▶ TEXT PROVIDED:
** BEGIN **

It’s almost that time. When the guests will gather and food will be placed on tables with care and anticipation. As exciting as it can be, hosting Thanksgiving can be stressful and overwhelming, no matter if it is your first or tenth! So I gathered helpful tips for hosting Thanksgiving.
Tips for Hosting Thanksgiving
Never Turn Down Help
This one is extremely important, especially if this is your first time to host. Never turn down help! Let friends and family arrive early to help you cook or let them bring whatever dish or dessert they want. Potluck is not a bad idea when it comes to Thanksgiving, considering how much cooking is involved.
Delegation is key. In fact, be shameless when it comes to delegating. Just because you are hosting, doesn’t mean you have to take on every single task alone. Pick the dishes that mean the most to you, maybe they are family recipes that you look forward to cooking each year, and delegate the rest to friends and family.
Accepting help from others will help keep your stress level down, which will make it easier for you to enjoy yourself. Remember to soak in your time with your friends and family.
Make A Detailed Menu, Shopping List, And Schedule
I am a lady that loves her lists! Thanksgiving is definitely not an exception when it comes to list-making. Make a detailed menu for Thanksgiving dinner. If you are having friends or family members bring certain dishes, make note of that on your menu.
A detailed shopping list is imperative when it comes to Thanksgiving planning. I like to go dish by dish to make my shopping list. Once you get your menu and shopping list written out you can move onto making the schedule. The schedule is extremely important, make sure to include pre-work, not just your schedule for the day of the meal.
Make As Much As You Can Ahead Of Time
A time management tip for hosting Thanksgiving is to make as much as you can ahead of time. Do not wait until the morning or day of the big meal. The most stressful part of hosting Thanksgiving is the last-minute rush. When you are working on your detailed menu (see above tip), make note of the recipes that can be made ahead of time. Some meals might not be able to be finished completely ahead of time, but you might be able to complete some prep work to make finishing it easier on the day of Thanksgiving.
Examples of food that can be made ahead of time include pies, casseroles, and cranberry sauce. Stuffing can be put together the night before and popped in the oven on the day of the dinner.

** END **

▶ EXERCISE SET:
1 - Pull out the passage from the Thanksgiving hosting tips starting with "Delegation is key." and going on through "your friends and family.".
2 - Condense the paragraph of the Thanksgiving hosting tips that opens with "Delegation is key" into a short bulleted list of its main points.
The material after this point has no connection to the Thanksgiving hosting tips.

▶ GIVEN ENTRIES:
** BEGIN **

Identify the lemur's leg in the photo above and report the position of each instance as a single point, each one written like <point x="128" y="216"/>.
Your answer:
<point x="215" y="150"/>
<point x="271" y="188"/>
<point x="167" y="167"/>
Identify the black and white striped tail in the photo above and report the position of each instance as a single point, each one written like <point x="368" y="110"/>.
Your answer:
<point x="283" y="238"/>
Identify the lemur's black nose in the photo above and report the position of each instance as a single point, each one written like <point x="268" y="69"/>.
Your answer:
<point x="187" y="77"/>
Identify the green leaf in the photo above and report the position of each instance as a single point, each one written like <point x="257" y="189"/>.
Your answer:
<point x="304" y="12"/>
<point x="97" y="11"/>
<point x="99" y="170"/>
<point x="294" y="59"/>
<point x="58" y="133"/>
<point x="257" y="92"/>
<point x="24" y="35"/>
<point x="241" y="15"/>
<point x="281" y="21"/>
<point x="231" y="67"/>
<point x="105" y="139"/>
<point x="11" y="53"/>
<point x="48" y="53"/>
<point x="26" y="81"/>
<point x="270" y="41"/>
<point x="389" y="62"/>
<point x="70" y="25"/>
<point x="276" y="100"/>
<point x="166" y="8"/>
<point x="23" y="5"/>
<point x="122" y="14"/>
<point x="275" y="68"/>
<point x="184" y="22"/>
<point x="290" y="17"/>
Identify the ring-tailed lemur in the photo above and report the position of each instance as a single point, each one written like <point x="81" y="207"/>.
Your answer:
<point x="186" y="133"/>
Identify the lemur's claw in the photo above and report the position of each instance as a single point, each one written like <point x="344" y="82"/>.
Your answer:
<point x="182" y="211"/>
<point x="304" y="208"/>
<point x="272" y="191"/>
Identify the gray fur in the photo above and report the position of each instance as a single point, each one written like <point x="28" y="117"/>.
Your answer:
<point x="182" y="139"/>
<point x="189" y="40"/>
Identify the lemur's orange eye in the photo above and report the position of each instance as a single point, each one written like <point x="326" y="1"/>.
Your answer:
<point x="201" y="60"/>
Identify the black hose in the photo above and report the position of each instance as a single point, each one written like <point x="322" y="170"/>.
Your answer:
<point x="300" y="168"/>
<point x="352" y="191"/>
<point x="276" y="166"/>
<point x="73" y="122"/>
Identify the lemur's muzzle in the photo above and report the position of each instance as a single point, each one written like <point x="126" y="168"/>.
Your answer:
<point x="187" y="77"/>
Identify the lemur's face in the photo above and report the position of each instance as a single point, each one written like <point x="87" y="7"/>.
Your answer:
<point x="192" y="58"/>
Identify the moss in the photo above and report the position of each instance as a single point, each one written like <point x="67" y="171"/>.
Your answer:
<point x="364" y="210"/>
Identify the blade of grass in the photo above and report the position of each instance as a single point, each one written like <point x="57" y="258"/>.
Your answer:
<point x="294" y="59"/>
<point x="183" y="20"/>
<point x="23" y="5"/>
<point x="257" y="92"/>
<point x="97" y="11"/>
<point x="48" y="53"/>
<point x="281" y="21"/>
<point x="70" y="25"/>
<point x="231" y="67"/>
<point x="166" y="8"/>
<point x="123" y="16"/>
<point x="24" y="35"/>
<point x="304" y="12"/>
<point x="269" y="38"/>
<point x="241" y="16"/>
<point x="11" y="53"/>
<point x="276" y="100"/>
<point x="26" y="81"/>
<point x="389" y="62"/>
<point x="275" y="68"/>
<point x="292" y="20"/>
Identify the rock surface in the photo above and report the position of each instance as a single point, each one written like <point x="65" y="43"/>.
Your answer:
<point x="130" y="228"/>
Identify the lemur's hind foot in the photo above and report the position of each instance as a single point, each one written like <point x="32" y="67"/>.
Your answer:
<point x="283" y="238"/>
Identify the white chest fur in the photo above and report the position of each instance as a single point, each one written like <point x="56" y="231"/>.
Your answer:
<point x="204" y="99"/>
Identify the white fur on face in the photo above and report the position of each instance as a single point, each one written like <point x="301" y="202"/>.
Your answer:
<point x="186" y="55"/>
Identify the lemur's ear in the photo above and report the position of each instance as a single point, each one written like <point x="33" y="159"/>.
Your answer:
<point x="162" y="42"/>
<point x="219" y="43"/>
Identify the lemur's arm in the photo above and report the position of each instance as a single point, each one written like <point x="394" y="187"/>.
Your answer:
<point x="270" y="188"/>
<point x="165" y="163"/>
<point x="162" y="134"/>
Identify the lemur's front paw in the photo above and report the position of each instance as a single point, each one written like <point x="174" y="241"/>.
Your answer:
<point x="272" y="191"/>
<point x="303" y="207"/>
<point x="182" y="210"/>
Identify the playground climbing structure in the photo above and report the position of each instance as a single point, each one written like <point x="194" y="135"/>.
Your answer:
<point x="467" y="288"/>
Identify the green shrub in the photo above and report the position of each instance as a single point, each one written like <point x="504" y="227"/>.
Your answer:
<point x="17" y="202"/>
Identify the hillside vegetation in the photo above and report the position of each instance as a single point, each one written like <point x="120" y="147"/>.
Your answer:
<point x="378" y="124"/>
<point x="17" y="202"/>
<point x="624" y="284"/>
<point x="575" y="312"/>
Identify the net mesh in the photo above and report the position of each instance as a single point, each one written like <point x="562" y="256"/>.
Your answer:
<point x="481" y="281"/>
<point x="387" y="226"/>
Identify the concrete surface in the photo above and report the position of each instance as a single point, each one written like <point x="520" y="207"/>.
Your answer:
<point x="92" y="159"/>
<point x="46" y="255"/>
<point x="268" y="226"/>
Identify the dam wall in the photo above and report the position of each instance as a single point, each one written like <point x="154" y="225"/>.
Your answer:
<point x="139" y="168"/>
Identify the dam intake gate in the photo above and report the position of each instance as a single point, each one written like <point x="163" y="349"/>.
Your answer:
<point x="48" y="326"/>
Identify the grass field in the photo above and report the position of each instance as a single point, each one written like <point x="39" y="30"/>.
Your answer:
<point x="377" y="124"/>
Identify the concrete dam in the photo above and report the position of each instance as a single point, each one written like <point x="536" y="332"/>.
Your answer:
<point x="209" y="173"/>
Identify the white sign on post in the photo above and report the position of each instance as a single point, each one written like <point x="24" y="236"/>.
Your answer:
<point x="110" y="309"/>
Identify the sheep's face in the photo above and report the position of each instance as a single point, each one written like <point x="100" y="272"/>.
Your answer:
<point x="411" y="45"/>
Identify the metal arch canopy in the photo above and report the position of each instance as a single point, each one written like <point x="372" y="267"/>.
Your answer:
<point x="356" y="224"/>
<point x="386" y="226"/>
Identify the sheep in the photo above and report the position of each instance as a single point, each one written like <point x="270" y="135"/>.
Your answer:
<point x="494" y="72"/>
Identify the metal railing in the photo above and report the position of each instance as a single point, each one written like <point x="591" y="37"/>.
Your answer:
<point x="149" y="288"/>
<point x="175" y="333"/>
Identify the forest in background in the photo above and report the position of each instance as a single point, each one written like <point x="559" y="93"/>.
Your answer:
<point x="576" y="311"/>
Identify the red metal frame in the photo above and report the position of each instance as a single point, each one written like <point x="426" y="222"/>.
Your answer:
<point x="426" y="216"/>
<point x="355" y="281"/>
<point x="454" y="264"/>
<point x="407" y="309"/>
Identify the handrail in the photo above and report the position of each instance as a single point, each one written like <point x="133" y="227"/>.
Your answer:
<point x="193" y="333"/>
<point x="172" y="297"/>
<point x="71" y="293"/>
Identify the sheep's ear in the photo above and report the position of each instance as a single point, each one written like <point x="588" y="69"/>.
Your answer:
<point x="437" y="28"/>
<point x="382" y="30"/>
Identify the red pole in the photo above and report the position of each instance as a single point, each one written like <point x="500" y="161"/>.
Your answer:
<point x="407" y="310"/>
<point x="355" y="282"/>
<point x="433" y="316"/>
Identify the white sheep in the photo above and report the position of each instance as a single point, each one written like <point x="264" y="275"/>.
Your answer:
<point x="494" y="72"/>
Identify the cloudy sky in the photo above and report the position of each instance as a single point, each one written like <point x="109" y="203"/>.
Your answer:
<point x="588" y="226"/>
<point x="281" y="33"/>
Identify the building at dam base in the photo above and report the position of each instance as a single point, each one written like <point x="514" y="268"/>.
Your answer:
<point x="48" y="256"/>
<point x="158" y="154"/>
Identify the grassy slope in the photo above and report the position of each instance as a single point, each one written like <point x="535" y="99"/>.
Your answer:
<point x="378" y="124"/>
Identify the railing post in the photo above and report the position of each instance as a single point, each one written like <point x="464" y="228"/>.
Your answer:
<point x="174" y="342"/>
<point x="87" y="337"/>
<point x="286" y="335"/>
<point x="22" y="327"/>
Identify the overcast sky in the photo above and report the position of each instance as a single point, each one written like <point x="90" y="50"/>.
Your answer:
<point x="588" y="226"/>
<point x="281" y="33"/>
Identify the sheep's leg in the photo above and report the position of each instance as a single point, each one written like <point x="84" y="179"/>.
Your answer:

** END **

▶ TASK-BY-TASK RESULTS:
1 -
Delegation is key. In fact, be shameless when it comes to delegating. Just because you are hosting, doesn’t mean you have to take on every single task alone. Pick the dishes that mean the most to you, maybe they are family recipes that you look forward to cooking each year, and delegate the rest to friends and family.
Accepting help from others will help keep your stress level down, which will make it easier for you to enjoy yourself. Remember to soak in your time with your friends and family.

2 -
- Delegation is key, so delegate shamelessly.
- Hosting doesn't mean taking on every task alone.
- Choose the dishes that mean the most to you, such as family recipes you look forward to cooking each year.
- Hand the rest off to friends and family.